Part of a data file
══════════════════════════════

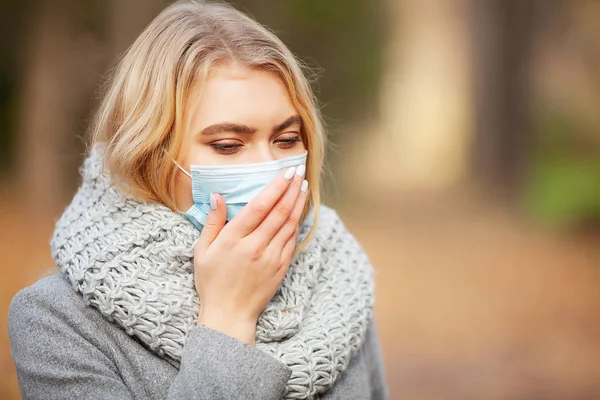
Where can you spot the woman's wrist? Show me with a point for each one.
(237, 326)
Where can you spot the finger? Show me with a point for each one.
(291, 223)
(286, 256)
(281, 212)
(257, 209)
(214, 222)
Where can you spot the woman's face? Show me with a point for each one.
(243, 116)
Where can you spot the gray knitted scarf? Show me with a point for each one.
(133, 261)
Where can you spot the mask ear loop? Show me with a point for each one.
(178, 165)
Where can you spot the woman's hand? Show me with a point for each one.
(239, 266)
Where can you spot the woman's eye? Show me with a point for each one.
(288, 142)
(226, 148)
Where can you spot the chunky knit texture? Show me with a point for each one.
(133, 261)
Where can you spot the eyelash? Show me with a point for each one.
(232, 148)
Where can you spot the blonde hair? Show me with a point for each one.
(142, 111)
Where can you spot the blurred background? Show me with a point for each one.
(465, 156)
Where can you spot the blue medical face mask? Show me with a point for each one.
(237, 184)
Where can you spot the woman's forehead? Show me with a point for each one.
(236, 94)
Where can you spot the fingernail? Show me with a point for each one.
(213, 202)
(304, 186)
(289, 173)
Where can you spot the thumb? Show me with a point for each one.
(214, 222)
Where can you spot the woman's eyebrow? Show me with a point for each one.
(293, 120)
(227, 127)
(240, 128)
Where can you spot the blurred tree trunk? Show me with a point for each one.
(502, 32)
(62, 68)
(69, 45)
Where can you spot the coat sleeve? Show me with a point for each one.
(375, 363)
(54, 360)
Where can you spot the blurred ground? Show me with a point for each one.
(472, 302)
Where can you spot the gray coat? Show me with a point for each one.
(64, 349)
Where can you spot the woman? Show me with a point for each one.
(196, 261)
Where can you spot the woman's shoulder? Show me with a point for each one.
(50, 298)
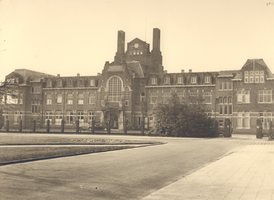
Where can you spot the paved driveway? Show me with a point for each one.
(124, 174)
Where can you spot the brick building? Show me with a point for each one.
(131, 85)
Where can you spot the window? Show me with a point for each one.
(221, 123)
(193, 80)
(225, 107)
(243, 120)
(180, 80)
(154, 80)
(70, 83)
(251, 79)
(256, 79)
(49, 83)
(243, 96)
(92, 98)
(142, 97)
(12, 99)
(115, 89)
(266, 118)
(70, 98)
(58, 117)
(17, 117)
(221, 86)
(181, 96)
(166, 97)
(92, 82)
(126, 93)
(193, 93)
(49, 99)
(81, 98)
(21, 98)
(59, 98)
(48, 116)
(35, 108)
(167, 80)
(153, 97)
(90, 116)
(225, 86)
(265, 96)
(69, 117)
(59, 83)
(80, 116)
(35, 90)
(208, 97)
(208, 79)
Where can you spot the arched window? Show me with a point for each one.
(114, 89)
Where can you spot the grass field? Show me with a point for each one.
(18, 147)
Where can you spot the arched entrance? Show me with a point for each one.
(112, 117)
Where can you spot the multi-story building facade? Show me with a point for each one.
(129, 87)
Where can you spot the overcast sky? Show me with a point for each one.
(77, 36)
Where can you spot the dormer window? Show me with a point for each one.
(167, 80)
(180, 80)
(80, 83)
(193, 80)
(49, 83)
(92, 82)
(59, 83)
(208, 79)
(154, 80)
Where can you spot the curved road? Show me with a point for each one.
(123, 174)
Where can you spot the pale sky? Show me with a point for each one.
(78, 36)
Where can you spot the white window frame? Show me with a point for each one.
(208, 79)
(265, 95)
(153, 97)
(114, 89)
(154, 80)
(193, 80)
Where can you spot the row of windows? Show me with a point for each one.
(180, 80)
(70, 83)
(69, 117)
(254, 77)
(91, 99)
(264, 96)
(14, 99)
(243, 120)
(154, 96)
(225, 86)
(136, 52)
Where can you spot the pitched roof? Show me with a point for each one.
(135, 67)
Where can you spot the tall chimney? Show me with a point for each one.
(120, 47)
(121, 42)
(156, 39)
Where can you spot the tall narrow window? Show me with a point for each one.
(80, 115)
(80, 98)
(48, 116)
(70, 98)
(69, 116)
(59, 98)
(207, 96)
(58, 117)
(193, 79)
(114, 89)
(92, 98)
(153, 97)
(49, 99)
(154, 80)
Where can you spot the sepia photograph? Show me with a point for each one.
(137, 99)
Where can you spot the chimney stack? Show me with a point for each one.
(156, 39)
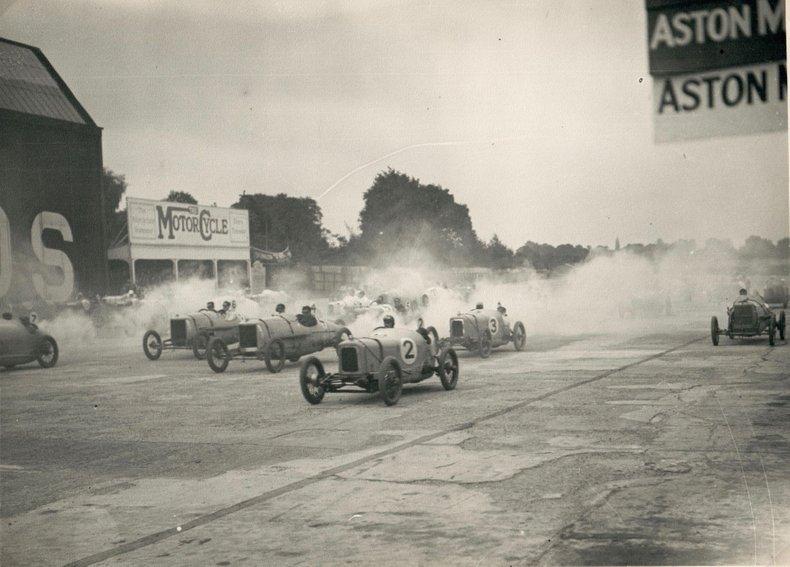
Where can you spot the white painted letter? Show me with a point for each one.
(49, 257)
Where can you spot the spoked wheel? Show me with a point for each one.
(390, 381)
(310, 376)
(152, 345)
(48, 355)
(484, 347)
(200, 346)
(519, 336)
(448, 369)
(275, 356)
(217, 355)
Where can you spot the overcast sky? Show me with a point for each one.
(537, 115)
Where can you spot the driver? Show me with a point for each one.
(306, 317)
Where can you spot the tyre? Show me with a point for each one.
(200, 345)
(448, 369)
(152, 345)
(275, 356)
(484, 346)
(48, 355)
(309, 380)
(217, 355)
(519, 336)
(390, 381)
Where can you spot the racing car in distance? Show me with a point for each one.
(484, 329)
(382, 362)
(273, 340)
(192, 332)
(749, 318)
(21, 341)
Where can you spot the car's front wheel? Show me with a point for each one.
(152, 345)
(390, 381)
(48, 353)
(310, 376)
(217, 355)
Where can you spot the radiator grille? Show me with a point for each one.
(743, 317)
(348, 359)
(178, 332)
(248, 336)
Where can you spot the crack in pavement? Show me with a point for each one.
(204, 519)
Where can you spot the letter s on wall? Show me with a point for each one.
(6, 266)
(51, 257)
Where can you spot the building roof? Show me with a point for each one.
(30, 85)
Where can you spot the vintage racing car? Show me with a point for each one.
(21, 342)
(192, 332)
(749, 318)
(484, 329)
(273, 340)
(382, 362)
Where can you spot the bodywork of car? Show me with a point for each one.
(274, 340)
(382, 362)
(192, 332)
(21, 341)
(484, 329)
(749, 318)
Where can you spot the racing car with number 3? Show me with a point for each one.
(484, 329)
(749, 318)
(273, 340)
(192, 332)
(382, 362)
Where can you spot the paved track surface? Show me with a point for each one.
(649, 447)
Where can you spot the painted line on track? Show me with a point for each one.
(156, 537)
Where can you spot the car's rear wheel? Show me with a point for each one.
(152, 345)
(275, 356)
(310, 376)
(484, 346)
(390, 381)
(217, 355)
(48, 353)
(519, 336)
(448, 369)
(200, 345)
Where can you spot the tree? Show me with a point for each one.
(181, 197)
(113, 189)
(279, 221)
(400, 214)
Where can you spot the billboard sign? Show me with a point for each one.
(168, 224)
(718, 66)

══════════════════════════════

Print exactly the lines from the one with "Where can you spot the driver?" through the end of the data, inclusive.

## Task solution
Where can you spot the driver? Show me with a point for each one.
(306, 317)
Where can you spot the tyre? Show me with a point for each one.
(200, 345)
(448, 369)
(152, 345)
(275, 356)
(484, 346)
(48, 355)
(309, 380)
(217, 355)
(519, 336)
(390, 381)
Where can you spot the racing car in distance? Show me with a point for each one.
(484, 329)
(382, 362)
(273, 340)
(192, 332)
(749, 318)
(21, 341)
Where can you spot the car's front wheel? Show me with a point for each one.
(152, 345)
(390, 381)
(48, 353)
(310, 376)
(217, 355)
Where can you spot the radiator grille? Show me with a point for each one.
(743, 317)
(348, 359)
(178, 332)
(248, 336)
Where can you spot the crack in pavement? Show me with a point for each one.
(204, 519)
Where can you spot the letter s on wall? Show me with a point for each one.
(6, 266)
(51, 257)
Where can you spot the building roof? Show me with a point for each one.
(30, 85)
Where can you spot the vintage racing car? Show me with a point for each one.
(21, 342)
(192, 332)
(749, 318)
(484, 329)
(273, 340)
(382, 362)
Where can you spot the bodywork of car? Show me with a point for each one.
(274, 340)
(382, 362)
(192, 332)
(21, 341)
(484, 329)
(749, 318)
Where can you spot the racing car with number 3? Show me with a point for each one.
(484, 329)
(749, 318)
(273, 340)
(192, 332)
(382, 362)
Where can you spot the paved track surface? Show me with a point for each one.
(649, 447)
Where can you spot the painted line on track? Show me with a point for each one.
(156, 537)
Where can you spot the car's rear wheel? Show me with a point for each one.
(152, 345)
(275, 356)
(310, 376)
(484, 346)
(390, 381)
(217, 355)
(48, 353)
(519, 336)
(448, 369)
(200, 345)
Where can you spot the tree? Show me with a point for each one.
(181, 197)
(113, 189)
(279, 221)
(400, 214)
Where can you spot the billboard sign? Show me with a point for each one.
(168, 224)
(718, 66)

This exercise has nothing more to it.